## start

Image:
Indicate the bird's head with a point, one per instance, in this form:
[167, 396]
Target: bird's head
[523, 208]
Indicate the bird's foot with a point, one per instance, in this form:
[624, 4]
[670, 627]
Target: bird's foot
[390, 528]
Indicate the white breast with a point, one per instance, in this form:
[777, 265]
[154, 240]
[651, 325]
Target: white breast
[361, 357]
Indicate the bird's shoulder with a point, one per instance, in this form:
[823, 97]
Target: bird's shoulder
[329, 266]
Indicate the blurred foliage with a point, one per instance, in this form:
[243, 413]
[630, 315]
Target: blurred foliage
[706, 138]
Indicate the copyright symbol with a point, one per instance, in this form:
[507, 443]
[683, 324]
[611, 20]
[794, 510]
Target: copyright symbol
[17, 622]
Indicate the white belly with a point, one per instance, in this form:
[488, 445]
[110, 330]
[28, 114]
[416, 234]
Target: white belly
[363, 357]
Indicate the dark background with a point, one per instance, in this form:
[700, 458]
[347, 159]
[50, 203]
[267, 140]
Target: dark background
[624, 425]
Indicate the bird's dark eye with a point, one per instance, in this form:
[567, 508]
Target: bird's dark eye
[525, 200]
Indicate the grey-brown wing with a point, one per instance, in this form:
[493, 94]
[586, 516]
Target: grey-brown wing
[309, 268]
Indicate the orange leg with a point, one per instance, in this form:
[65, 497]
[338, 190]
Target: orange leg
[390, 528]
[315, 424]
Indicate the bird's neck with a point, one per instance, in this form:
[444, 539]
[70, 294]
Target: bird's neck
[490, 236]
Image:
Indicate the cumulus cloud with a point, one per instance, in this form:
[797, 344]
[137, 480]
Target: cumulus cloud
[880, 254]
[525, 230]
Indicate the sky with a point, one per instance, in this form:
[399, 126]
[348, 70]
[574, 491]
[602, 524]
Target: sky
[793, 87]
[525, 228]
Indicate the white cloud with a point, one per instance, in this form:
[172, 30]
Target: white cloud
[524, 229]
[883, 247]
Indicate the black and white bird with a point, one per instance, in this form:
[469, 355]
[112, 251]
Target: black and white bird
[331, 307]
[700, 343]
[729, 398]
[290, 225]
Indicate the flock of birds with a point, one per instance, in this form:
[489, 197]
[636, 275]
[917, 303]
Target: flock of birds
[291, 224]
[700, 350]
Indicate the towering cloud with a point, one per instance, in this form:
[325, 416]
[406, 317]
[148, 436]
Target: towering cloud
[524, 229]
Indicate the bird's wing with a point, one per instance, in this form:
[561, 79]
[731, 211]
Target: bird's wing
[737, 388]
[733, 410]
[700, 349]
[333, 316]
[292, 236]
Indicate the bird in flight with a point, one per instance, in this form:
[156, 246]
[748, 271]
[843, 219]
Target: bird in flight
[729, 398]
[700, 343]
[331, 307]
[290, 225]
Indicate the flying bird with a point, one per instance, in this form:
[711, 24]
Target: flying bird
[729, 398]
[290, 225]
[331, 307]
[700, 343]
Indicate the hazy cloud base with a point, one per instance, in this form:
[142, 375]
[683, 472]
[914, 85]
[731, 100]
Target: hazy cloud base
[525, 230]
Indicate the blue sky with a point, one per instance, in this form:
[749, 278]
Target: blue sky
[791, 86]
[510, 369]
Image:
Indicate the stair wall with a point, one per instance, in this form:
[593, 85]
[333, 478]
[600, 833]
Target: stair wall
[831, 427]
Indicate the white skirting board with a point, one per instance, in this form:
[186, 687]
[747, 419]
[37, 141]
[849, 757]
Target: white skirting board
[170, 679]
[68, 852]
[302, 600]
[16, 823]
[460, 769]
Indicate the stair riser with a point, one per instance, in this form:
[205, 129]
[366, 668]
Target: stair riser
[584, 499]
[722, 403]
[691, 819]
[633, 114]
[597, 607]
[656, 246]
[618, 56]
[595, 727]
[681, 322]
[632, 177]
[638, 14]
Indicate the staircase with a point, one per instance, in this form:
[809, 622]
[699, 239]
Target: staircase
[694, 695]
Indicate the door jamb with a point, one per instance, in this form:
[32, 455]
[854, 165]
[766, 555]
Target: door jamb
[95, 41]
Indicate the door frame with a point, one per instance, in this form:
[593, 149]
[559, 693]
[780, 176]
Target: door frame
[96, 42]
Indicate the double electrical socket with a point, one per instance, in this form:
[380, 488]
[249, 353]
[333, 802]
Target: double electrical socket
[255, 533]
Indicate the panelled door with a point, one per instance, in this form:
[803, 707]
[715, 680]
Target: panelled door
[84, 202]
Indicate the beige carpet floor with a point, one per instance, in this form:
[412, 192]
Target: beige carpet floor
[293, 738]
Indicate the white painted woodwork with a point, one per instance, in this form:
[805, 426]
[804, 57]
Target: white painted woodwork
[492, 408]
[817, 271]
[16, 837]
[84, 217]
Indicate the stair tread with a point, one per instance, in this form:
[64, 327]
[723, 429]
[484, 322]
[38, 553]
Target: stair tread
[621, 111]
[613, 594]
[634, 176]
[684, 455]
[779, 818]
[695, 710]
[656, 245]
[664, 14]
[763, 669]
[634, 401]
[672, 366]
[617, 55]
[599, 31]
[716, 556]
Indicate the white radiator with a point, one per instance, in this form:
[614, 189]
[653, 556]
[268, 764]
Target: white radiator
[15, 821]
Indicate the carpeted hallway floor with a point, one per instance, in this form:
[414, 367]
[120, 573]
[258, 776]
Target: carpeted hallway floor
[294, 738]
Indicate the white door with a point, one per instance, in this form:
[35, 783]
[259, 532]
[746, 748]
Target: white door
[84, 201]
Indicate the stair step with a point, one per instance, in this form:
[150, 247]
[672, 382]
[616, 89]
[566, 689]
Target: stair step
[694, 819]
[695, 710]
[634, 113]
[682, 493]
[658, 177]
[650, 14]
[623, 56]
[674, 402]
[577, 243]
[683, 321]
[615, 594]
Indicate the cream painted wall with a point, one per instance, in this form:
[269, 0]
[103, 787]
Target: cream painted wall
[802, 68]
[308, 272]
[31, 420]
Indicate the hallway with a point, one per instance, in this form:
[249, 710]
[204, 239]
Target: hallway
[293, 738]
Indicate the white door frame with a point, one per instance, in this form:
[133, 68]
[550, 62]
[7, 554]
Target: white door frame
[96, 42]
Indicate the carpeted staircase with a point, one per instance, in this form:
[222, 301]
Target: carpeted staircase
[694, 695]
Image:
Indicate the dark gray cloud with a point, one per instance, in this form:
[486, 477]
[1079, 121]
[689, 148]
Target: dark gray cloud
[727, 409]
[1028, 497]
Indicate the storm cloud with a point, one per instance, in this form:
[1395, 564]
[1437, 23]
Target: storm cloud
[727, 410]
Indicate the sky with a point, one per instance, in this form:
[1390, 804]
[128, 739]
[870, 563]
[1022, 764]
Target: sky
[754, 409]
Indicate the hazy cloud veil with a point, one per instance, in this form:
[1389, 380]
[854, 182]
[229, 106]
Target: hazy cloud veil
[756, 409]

## end

**What the exercise asks**
Could you copy out every one of the records above, line for line, with nothing changed?

**Answer for the task**
Image:
Indicate the bird's head with a point, one per instance, in this form:
[167, 396]
Target: bird's head
[523, 208]
Indicate the bird's foot with a point, one per instance, in this form:
[624, 4]
[670, 627]
Target: bird's foot
[390, 528]
Indicate the white breast with a point, one per instance, in this form:
[777, 265]
[154, 240]
[651, 325]
Target: white breast
[361, 357]
Indicate the bird's shoulder with a point, one per instance, in this form:
[823, 97]
Target: bird's shoulder
[329, 266]
Indicate the blurred foliage with a point, one per instance, in this form:
[243, 413]
[630, 315]
Target: blurred foliage
[706, 138]
Indicate the copyright symbol with a point, one per instance, in this form:
[507, 443]
[683, 324]
[611, 20]
[794, 510]
Target: copyright symbol
[17, 622]
Indicate the white belly with a point, one per instance, in this form:
[488, 445]
[110, 330]
[28, 114]
[416, 234]
Target: white belly
[363, 357]
Indicate the dark background with a point, one per instance, in this form:
[700, 458]
[347, 159]
[50, 203]
[267, 140]
Target: dark background
[624, 425]
Indicate the bird's dark eye with a point, one per instance, in this form:
[567, 508]
Target: bird's dark eye
[525, 200]
Indicate the grey-brown wing with a point, one per instance, in this form:
[493, 94]
[586, 516]
Target: grey-brown wing
[309, 268]
Indicate the orange leg with a point, one per instance, in this form:
[65, 497]
[338, 190]
Target: orange leg
[390, 528]
[315, 424]
Indicate the bird's neck with a point, one per instance, in this form:
[444, 539]
[70, 294]
Target: bird's neck
[490, 236]
Image:
Indicate the cumulus cloud with a point, one per instance, in this form:
[797, 344]
[137, 480]
Target: cumulus cloud
[880, 254]
[525, 230]
Indicate the sky with a point, one per instance, in this form:
[399, 126]
[348, 70]
[574, 491]
[602, 524]
Target: sky
[793, 87]
[525, 228]
Indicate the white cloud with a point, one per instance, in this form:
[172, 30]
Target: white cloud
[524, 229]
[883, 247]
Indicate the black and white bird with a point, one per instance, in this form:
[469, 355]
[112, 251]
Target: black and white bird
[331, 307]
[700, 343]
[729, 398]
[290, 225]
Indicate the flock of birds with a point, one per instance, in this form:
[489, 197]
[636, 275]
[917, 303]
Target: flock of birds
[291, 224]
[700, 350]
Indicate the towering cloud with a point, one per instance, in this form:
[325, 416]
[406, 317]
[148, 436]
Target: towering cloud
[524, 229]
Indicate the bird's wing with a point, one per instance, in this form:
[561, 79]
[731, 211]
Target: bird's wing
[737, 388]
[733, 410]
[700, 349]
[333, 316]
[292, 236]
Indicate the bird in flight with a point, one per instance, in this form:
[156, 246]
[748, 271]
[843, 219]
Target: bird in flight
[729, 398]
[700, 343]
[331, 307]
[290, 225]
Indicate the flying bird with a point, one per instance, in this form:
[711, 24]
Target: flying bird
[729, 398]
[290, 225]
[331, 307]
[700, 343]
Indicate the hazy cloud base with a point, one per instance, in this form:
[142, 375]
[683, 472]
[914, 85]
[731, 100]
Target: hazy cloud base
[525, 230]
Indicate the blue sky with a point, one per instance, in this form:
[749, 278]
Target: blue sky
[791, 86]
[510, 369]
Image:
Indicate the stair wall with a point, one per instance, in this form:
[593, 85]
[333, 478]
[600, 833]
Target: stair wall
[831, 427]
Indicate the white skirting board with a point, one per instance, in this form:
[186, 687]
[747, 419]
[37, 141]
[849, 757]
Target: white skirting board
[170, 679]
[68, 852]
[302, 600]
[16, 823]
[460, 769]
Indicate the stair riser with a point, one per instance, in this form:
[205, 129]
[366, 668]
Target: stair riser
[584, 499]
[722, 403]
[691, 819]
[633, 114]
[597, 607]
[656, 246]
[618, 56]
[595, 727]
[681, 322]
[632, 177]
[638, 14]
Indicate the staircase with a point, one per instance, in this form:
[809, 622]
[699, 239]
Target: staircase
[694, 695]
Indicate the door jamb with a point, one per instance, in this form:
[32, 455]
[854, 165]
[766, 555]
Target: door jamb
[95, 41]
Indicate the door frame with a point, one per instance, in this form:
[593, 149]
[559, 693]
[780, 176]
Target: door frame
[96, 42]
Indicate the double electrical socket with a point, one per instance, in this form:
[380, 488]
[249, 353]
[333, 802]
Target: double electrical socket
[255, 533]
Indicate the panelled door with a point, one per instance, in this form:
[803, 707]
[715, 680]
Target: panelled door
[84, 202]
Indicate the beige carpet floor with a point, one per instance, in this form:
[412, 192]
Target: beige carpet floor
[293, 738]
Indicate the white painted woodwork with a point, one per instance, in this form:
[805, 426]
[804, 57]
Target: white painted woodwork
[492, 408]
[817, 271]
[16, 837]
[84, 217]
Indicate the stair tread with a point, one per instance, in this form:
[64, 327]
[723, 429]
[484, 322]
[38, 553]
Target: stair tread
[621, 111]
[613, 594]
[634, 176]
[684, 455]
[779, 818]
[695, 710]
[656, 245]
[664, 14]
[763, 669]
[634, 401]
[672, 366]
[617, 55]
[599, 31]
[716, 556]
Indicate the white radiator with a point, one per instance, in this form:
[614, 189]
[653, 556]
[268, 764]
Target: white radiator
[15, 821]
Indicate the carpeted hallway floor with a point, one per instance, in this form:
[414, 367]
[120, 573]
[258, 776]
Target: carpeted hallway floor
[294, 738]
Indicate the white door with a point, one per instance, in this form:
[35, 783]
[259, 532]
[746, 748]
Target: white door
[84, 201]
Indicate the stair step with a point, one per instance, in this form:
[150, 247]
[672, 382]
[616, 89]
[566, 689]
Target: stair step
[694, 819]
[695, 710]
[634, 113]
[682, 493]
[658, 177]
[650, 14]
[623, 56]
[674, 402]
[577, 243]
[683, 321]
[615, 594]
Indicate the cream painted wall with a point, one per instance, in this form:
[269, 0]
[103, 787]
Target: cream painted wall
[802, 68]
[308, 272]
[31, 420]
Indicate the hallway with a point, one per instance, in this form:
[249, 710]
[204, 239]
Target: hallway
[293, 738]
Indicate the white door frame with a point, one per instance, in this form:
[133, 68]
[550, 62]
[7, 554]
Target: white door frame
[96, 42]
Indicate the carpeted staircase with a point, one per instance, in this form:
[222, 301]
Target: carpeted staircase
[694, 695]
Image:
Indicate the dark gray cloud with a point, one per instance, in this form:
[486, 477]
[1079, 121]
[689, 148]
Target: dark gray cloud
[727, 409]
[1028, 497]
Indicate the storm cloud with a point, one per instance, in this form:
[1395, 564]
[1437, 23]
Target: storm cloud
[727, 410]
Indicate the sky with a point, one per instance, in this form:
[1390, 804]
[128, 739]
[870, 563]
[1022, 764]
Target: sky
[754, 409]
Indicate the hazy cloud veil with a point, one per instance, in this form:
[1389, 380]
[854, 182]
[229, 106]
Target: hazy cloud veil
[756, 409]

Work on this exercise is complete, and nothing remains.